(TEXT PASSAGE Opens)

HEALTH CARE/Joan Retsinas

The General Motors Assumption, Revisited

General Motors and the United States Government. Charles E. Wilson had led the former. Could he lead the latter? Was there a conflict of interest? In 1952, a Senate subcommittee, leery of confirming Mr. Wilson as Secretary of Defense under President Dwight Eisenhower, asked Mr. Wilson whether he foresaw a conflict. He reportedly said "no," adding: "What is good for the country is good for General Motors, and what's good for General Motors is good for the country."

The fortunes of General Motors have slumped since the 1950s, when it was one of the nation's largest private employers. Indeed, if only government had insisted on fuel-efficiency standards, America's automakers might have retooled for the smaller cars that Americans bought in hordes from foreign automakers.

Nevertheless, the tantalizing notion persists that Big Business and Uncle Sam are joined in a symbiotic union. What helps one helps the other, and vice versa.

But all truisms, no matter how tantalizing, are not always true. Sometimes Uncle Sam may be helping Big Business -- at the expense of us, the taxpayers.

You be the judge.

Consider drug companies under Medicare Part D. Medicare Part D offers a panoply of insurance plans for people over age 65. The law, though, has a "non-negotiation" rule: The government cannot negotiate with drug companies on prices. Instead, the law leaves it up to the individual plans to do the negotiating.

Almost a year into Part D, Families USA surveyed drug prices under Part D. They compared the 20 lowest yearly prices in the Part D plans with the lowest Veterans Administration prices. (The Veterans Administration has a long-standing practice of negotiating on prices.) For all drugs, the Veterans Administration paid less. The median difference was 46%. Fosamax, for instance, cost the VA $265; Part D plans paid $727. Actonel cost the VA $372; Part D paid $703. The comparison goes depressingly on. Furthermore, even during the first six months of the program, the private plans did not keep down drug costs. That, remember, was the promise of the legislation: Private plans would be forceful negotiators. For the first 6 months, Part D prices increased roughly 3.7%, mirroring the average wholesale price increase. The middlemen behind the Part D plans -- Humana, Blue Cross, AARP -- may have negotiated, but not very forcefully.

The "non-negotiation" rule extends to state Medicaid offices. Robert Pear (New York Times, July 18, 2006) describes the mini-boondoggle. Before Medicare Part D, states had covered drugs for older people on Medicaid: States paid about half, the federal government paid about half. Now states can fold their programs into Part D. At first glance, Uncle Sam is helping cash-strapped states. But under the old status quo, states negotiated directly with pharmaceutical companies -- that was how states kept Medicaid costs manageable.

(TEXT PASSAGE Closes)
(ENTRIES SUPPLIED Opens)

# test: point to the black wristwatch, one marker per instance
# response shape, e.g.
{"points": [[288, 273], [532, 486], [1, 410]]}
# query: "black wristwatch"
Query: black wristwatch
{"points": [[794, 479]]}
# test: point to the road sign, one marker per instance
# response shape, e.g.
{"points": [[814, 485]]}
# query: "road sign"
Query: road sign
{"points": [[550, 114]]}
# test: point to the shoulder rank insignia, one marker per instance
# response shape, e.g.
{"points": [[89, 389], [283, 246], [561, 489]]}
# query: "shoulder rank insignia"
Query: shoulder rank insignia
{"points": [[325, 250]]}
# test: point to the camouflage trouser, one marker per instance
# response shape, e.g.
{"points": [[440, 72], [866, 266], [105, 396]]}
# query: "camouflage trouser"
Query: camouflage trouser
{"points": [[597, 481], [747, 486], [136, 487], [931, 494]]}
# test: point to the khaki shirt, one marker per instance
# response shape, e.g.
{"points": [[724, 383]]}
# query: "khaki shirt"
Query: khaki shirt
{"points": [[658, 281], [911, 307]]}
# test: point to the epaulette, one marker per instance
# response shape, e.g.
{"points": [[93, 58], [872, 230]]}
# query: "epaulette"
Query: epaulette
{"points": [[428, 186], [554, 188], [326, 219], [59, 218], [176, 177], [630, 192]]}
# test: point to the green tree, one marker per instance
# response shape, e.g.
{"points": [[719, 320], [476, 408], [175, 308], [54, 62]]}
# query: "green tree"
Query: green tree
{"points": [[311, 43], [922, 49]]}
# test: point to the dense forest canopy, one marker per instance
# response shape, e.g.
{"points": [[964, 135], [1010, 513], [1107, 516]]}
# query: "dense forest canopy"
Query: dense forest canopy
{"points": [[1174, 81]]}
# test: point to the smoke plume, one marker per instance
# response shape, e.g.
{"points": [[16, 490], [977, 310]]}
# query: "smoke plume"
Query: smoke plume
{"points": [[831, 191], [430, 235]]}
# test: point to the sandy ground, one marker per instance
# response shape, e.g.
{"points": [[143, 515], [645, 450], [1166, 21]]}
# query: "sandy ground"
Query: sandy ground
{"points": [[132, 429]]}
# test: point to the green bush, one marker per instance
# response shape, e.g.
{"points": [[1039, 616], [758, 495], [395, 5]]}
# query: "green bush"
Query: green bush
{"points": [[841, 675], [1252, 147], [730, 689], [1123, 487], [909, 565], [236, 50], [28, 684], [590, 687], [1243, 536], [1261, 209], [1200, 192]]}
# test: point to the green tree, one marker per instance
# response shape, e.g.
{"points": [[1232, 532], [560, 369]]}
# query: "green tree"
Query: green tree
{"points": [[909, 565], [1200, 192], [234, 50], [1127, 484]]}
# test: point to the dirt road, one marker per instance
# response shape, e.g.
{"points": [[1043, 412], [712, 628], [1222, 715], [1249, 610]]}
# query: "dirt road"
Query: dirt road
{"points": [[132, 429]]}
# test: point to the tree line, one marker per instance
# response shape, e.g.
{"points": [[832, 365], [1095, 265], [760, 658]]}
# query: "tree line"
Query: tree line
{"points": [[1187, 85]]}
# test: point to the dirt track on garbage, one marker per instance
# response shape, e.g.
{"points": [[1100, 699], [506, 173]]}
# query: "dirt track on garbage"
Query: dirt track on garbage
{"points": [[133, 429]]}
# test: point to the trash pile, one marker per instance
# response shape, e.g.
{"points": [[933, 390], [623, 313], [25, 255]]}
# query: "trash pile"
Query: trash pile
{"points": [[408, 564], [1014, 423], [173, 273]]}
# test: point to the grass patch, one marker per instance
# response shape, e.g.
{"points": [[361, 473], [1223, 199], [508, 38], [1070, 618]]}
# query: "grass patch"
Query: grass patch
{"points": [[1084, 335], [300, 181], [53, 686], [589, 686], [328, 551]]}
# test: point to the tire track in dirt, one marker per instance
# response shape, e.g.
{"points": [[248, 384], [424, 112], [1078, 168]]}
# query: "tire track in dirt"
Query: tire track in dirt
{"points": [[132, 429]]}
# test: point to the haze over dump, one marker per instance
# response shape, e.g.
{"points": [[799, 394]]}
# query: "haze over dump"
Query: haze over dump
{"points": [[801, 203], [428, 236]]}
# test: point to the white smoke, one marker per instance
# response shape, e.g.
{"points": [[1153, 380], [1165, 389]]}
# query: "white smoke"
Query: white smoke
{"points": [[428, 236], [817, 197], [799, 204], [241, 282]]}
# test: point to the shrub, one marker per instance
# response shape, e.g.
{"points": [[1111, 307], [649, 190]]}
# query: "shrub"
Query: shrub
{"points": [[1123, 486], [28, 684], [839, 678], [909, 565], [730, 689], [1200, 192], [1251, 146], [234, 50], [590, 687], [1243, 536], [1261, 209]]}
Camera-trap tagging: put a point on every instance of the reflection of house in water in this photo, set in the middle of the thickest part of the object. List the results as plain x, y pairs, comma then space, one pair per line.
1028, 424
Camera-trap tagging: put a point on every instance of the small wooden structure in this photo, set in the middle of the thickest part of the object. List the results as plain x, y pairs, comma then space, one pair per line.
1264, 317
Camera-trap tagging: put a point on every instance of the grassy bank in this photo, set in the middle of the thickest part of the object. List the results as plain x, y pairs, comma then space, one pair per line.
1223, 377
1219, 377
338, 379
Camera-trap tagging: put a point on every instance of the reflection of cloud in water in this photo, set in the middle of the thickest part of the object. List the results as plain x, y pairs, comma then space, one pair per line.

(ENTRIES SUPPLIED Closes)

- _ACTIONS TO TAKE_:
[1] Translate this sentence from the Medicare Part D column into Spanish: "Medicare Part D offers a panoply of insurance plans for people over age 65."
[2] Reproduce the passage of the Medicare Part D column starting with "But all truisms, no" and going on through "do the negotiating.".
[3] In the Medicare Part D column, what median difference did Families USA find between Part D prices and Veterans Administration prices?

- _EXPECTED OUTPUTS_:
[1] La Parte D de Medicare ofrece una amplia variedad de planes de seguro para personas mayores de 65 años.

[2]
But all truisms, no matter how tantalizing, are not always true. Sometimes Uncle Sam may be helping Big Business -- at the expense of us, the taxpayers.

You be the judge.

Consider drug companies under Medicare Part D. Medicare Part D offers a panoply of insurance plans for people over age 65. The law, though, has a "non-negotiation" rule: The government cannot negotiate with drug companies on prices. Instead, the law leaves it up to the individual plans to do the negotiating.

[3] The median difference was 46%.